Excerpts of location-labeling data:

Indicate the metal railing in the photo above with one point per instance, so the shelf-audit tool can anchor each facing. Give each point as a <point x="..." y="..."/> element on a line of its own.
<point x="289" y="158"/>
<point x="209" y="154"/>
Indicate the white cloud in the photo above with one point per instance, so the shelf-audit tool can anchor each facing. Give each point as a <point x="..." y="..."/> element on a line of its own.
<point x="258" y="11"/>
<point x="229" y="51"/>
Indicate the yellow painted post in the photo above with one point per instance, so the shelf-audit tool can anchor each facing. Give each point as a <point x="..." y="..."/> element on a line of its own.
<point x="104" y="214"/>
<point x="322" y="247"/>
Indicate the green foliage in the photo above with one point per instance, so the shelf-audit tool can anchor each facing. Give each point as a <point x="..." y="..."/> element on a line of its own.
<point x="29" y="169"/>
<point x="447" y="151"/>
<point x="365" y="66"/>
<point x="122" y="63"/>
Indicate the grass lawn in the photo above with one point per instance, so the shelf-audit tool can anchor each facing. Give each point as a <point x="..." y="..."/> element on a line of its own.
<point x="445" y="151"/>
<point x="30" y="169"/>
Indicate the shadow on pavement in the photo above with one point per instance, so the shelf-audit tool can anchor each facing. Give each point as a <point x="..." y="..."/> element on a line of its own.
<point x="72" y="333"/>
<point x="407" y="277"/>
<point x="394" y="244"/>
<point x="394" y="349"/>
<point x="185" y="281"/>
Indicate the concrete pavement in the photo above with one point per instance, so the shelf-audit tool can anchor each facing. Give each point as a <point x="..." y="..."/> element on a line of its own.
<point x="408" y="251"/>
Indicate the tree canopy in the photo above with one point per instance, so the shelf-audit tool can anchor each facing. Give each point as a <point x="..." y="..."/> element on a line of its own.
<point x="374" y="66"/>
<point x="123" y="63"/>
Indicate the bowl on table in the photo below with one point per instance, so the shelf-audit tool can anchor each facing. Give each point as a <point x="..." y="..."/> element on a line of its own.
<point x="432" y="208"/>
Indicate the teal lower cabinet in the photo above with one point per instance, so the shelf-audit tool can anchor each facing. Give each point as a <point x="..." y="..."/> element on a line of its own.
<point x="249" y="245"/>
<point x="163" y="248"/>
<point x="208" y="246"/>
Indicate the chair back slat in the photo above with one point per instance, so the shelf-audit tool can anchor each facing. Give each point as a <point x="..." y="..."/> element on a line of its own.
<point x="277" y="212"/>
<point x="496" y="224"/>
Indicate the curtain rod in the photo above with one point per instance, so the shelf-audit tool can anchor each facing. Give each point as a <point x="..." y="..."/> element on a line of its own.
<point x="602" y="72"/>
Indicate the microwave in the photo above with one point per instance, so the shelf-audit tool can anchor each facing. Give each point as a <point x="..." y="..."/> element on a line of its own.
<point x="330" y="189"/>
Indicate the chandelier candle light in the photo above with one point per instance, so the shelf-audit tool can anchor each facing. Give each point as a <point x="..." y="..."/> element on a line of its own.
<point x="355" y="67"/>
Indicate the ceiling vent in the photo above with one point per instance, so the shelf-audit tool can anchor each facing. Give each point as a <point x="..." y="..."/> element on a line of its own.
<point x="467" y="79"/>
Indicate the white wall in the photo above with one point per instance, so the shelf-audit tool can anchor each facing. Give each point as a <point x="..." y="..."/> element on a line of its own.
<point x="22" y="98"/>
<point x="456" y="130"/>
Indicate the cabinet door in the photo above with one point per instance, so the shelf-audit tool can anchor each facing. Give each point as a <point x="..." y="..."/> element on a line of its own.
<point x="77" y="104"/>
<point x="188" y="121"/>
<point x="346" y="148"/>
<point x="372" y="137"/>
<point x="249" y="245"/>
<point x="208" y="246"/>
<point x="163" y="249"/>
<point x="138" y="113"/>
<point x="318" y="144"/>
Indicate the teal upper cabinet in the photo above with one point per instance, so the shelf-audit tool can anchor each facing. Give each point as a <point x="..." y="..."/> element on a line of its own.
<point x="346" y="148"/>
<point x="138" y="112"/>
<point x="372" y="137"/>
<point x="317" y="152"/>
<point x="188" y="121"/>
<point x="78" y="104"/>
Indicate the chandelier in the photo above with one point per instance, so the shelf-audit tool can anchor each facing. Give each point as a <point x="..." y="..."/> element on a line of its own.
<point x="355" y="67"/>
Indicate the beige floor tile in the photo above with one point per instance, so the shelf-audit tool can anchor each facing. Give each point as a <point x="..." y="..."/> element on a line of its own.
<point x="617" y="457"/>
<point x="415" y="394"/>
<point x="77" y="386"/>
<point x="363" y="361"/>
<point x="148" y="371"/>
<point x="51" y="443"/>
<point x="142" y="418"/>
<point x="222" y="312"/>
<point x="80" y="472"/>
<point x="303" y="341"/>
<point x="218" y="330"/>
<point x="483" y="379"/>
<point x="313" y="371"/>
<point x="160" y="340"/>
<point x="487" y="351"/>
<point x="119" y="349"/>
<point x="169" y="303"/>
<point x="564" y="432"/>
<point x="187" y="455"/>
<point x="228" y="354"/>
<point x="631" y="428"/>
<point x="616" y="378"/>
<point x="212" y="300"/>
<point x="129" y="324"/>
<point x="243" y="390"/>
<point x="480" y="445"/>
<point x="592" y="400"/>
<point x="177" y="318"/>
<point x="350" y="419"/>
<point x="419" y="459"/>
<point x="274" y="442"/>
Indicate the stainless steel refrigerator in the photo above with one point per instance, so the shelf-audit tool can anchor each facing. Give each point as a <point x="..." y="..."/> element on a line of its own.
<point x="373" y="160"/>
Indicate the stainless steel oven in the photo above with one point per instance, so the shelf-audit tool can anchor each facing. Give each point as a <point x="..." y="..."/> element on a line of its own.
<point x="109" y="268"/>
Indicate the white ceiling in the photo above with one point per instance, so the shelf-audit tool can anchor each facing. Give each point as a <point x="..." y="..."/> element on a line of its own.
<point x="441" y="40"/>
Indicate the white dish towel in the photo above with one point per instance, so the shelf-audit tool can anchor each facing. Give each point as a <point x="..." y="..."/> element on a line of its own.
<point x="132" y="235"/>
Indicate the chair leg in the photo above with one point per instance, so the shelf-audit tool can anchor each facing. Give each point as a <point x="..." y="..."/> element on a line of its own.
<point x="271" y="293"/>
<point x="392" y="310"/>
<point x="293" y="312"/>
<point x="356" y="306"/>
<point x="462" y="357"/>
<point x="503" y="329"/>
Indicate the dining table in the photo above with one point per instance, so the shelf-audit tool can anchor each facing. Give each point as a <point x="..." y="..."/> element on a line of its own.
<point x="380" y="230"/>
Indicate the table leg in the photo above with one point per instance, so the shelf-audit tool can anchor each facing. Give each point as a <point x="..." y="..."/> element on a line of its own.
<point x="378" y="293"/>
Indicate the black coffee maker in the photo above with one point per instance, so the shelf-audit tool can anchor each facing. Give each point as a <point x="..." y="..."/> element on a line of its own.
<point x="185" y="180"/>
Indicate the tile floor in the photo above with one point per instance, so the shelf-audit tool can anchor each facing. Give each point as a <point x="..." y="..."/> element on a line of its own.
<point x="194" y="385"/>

## To do
Reproduce all of the rows above verbatim, without altering any character.

## Solved problem
Indicate the metal railing in the photo above with one point per instance, so the shelf-audit tool can anchor each facing. Give each point as a <point x="..." y="..."/> element on a line of its own.
<point x="289" y="158"/>
<point x="209" y="154"/>
Indicate the white cloud in the photo above with one point per instance, so the shelf-audit tool can anchor each facing. Give each point as a <point x="..." y="..."/> element on a line of its own.
<point x="258" y="11"/>
<point x="229" y="51"/>
Indicate the yellow painted post in the photo above with one point per instance, so the shelf-audit tool can anchor each facing. Give each point as a <point x="..." y="..."/> element on a line of its own.
<point x="104" y="214"/>
<point x="322" y="247"/>
Indicate the green foliage in the photo above with one point per instance, so the shelf-audit tool can anchor each facing. Give each point as a <point x="..." y="..."/> element on a line of its own.
<point x="29" y="169"/>
<point x="447" y="151"/>
<point x="365" y="66"/>
<point x="122" y="63"/>
Indicate the grass lawn in the photo above with one point per instance, so the shelf-audit tool can anchor each facing. Give each point as a <point x="..." y="..."/> element on a line of its own.
<point x="445" y="151"/>
<point x="30" y="169"/>
Indicate the shadow on pavement in the photo above with one point per instance, so the shelf-audit tool can anchor each facing. Give each point as a <point x="..." y="..."/> element on a line of its own.
<point x="72" y="333"/>
<point x="407" y="277"/>
<point x="394" y="244"/>
<point x="394" y="349"/>
<point x="185" y="281"/>
Indicate the concrete pavement in the photo above with one point per instance, so the shelf-audit tool can anchor each facing. Give each point as a <point x="..." y="..."/> element on a line of its own.
<point x="408" y="251"/>
Indicate the tree canopy in the photo above with one point per instance, so the shelf-audit tool can anchor each facing. Give each point as a <point x="..." y="..."/> element on a line of its own.
<point x="374" y="66"/>
<point x="123" y="63"/>
Indicate the bowl on table in the photo below with one point per instance, so the shelf-audit tool can anchor each facing. Give each point as a <point x="..." y="..."/> element on a line of its own.
<point x="432" y="208"/>
Indicate the teal lower cabinet in the photo above with one point per instance, so the shelf-audit tool can anchor each facing. Give each point as a <point x="..." y="..."/> element on a line of its own.
<point x="249" y="245"/>
<point x="163" y="248"/>
<point x="208" y="246"/>
Indicate the chair back slat in the photo above with one point per instance, so the shelf-audit tool can anchor each facing. Give each point as a <point x="..." y="..."/> element on a line of its own.
<point x="277" y="212"/>
<point x="496" y="224"/>
Indicate the curtain rod in the photo above with one point per instance, so the shelf-audit tool can anchor each facing. Give each point as a <point x="..." y="..."/> element on a line of its own.
<point x="602" y="72"/>
Indicate the microwave in the photo above with one point per instance, so the shelf-audit tool can anchor each facing. Give each point as a <point x="..." y="..."/> element on a line of its own.
<point x="330" y="189"/>
Indicate the chandelier candle light in the photo above with one point per instance, so the shelf-audit tool can anchor each facing. Give each point as a <point x="..." y="..."/> element on a line of its own.
<point x="355" y="67"/>
Indicate the ceiling vent in the photo above with one point per instance, so the shelf-audit tool can anchor each facing. Give each point as a <point x="..." y="..."/> element on a line of its own.
<point x="467" y="79"/>
Indicate the white wall in the photo above with one point per instance, so the shelf-audit tool can anchor each facing. Give each point as a <point x="..." y="..."/> element on a line of its own.
<point x="22" y="98"/>
<point x="456" y="130"/>
Indicate the cabinet door in the photo above with one point per instance, so the shelf-audit tool can anchor each facing. Give each point as a <point x="..." y="..."/> element on a line of its own.
<point x="77" y="104"/>
<point x="188" y="121"/>
<point x="346" y="148"/>
<point x="372" y="137"/>
<point x="249" y="245"/>
<point x="208" y="246"/>
<point x="163" y="249"/>
<point x="138" y="113"/>
<point x="318" y="144"/>
Indicate the teal upper cabinet in the photo above with one point per instance, so the shelf-audit tool can anchor each facing. Give each point as a <point x="..." y="..."/> element on a line of its own.
<point x="346" y="148"/>
<point x="138" y="112"/>
<point x="372" y="137"/>
<point x="317" y="152"/>
<point x="188" y="121"/>
<point x="78" y="104"/>
Indicate the chandelier in the photo above with one point per instance, so the shelf-audit tool can anchor each facing. Give each point as a <point x="..." y="..."/> element on a line of its own.
<point x="355" y="67"/>
Indicate the beige floor tile in the photo above with one point per instance, so the shelf-audit tool can anchor each facing. Give each point as a <point x="..." y="..."/> element on a line of its own.
<point x="617" y="457"/>
<point x="415" y="394"/>
<point x="77" y="386"/>
<point x="363" y="361"/>
<point x="148" y="371"/>
<point x="51" y="443"/>
<point x="142" y="418"/>
<point x="222" y="312"/>
<point x="80" y="472"/>
<point x="303" y="341"/>
<point x="218" y="330"/>
<point x="483" y="379"/>
<point x="313" y="371"/>
<point x="160" y="340"/>
<point x="487" y="351"/>
<point x="119" y="349"/>
<point x="169" y="303"/>
<point x="564" y="432"/>
<point x="187" y="455"/>
<point x="228" y="354"/>
<point x="631" y="428"/>
<point x="616" y="378"/>
<point x="212" y="300"/>
<point x="129" y="324"/>
<point x="243" y="390"/>
<point x="480" y="445"/>
<point x="592" y="400"/>
<point x="177" y="318"/>
<point x="350" y="419"/>
<point x="419" y="459"/>
<point x="274" y="442"/>
Indicate the stainless steel refrigerator in the photo above with one point per instance, so the shelf-audit tool can anchor each facing. Give each point as a <point x="..." y="..."/> element on a line of its own.
<point x="373" y="160"/>
Indicate the stainless steel oven in the photo above with one point per instance, so the shelf-audit tool can anchor each facing. Give each point as a <point x="..." y="..."/> element on a line of its own.
<point x="109" y="268"/>
Indicate the white ceiling in the photo above with one point per instance, so the shelf-audit tool can anchor each facing. Give each point as a <point x="..." y="..."/> element on a line of its own.
<point x="441" y="40"/>
Indicate the white dish towel in the photo above with one point per instance, so the shelf-audit tool can anchor each facing. Give each point as a <point x="..." y="..."/> element on a line of its own.
<point x="132" y="235"/>
Indicate the chair leg in the photo above with one point per instance, so the shelf-audit tool can anchor each facing. Give each point as a <point x="..." y="..."/> element on a line of its own.
<point x="271" y="293"/>
<point x="392" y="310"/>
<point x="293" y="312"/>
<point x="356" y="306"/>
<point x="462" y="357"/>
<point x="503" y="329"/>
Indicate the dining table in the photo above with one point per instance, so the shelf-audit tool can anchor each facing. Give each point as a <point x="..." y="..."/> element on a line of its own.
<point x="380" y="230"/>
Indicate the table leg in the photo above with one point per instance, so the shelf-audit tool can anchor each facing. Give each point as a <point x="..." y="..."/> element on a line of its own.
<point x="378" y="293"/>
Indicate the black coffee maker in the photo above with one point per instance, so the shelf-audit tool can anchor each facing. Give each point as a <point x="..." y="..."/> element on a line of its own.
<point x="185" y="180"/>
Indicate the tile floor in the photo above with one point per instance, so the shelf-audit tool can anchor each facing. Give each point as a <point x="..." y="..."/> element on a line of its own.
<point x="194" y="385"/>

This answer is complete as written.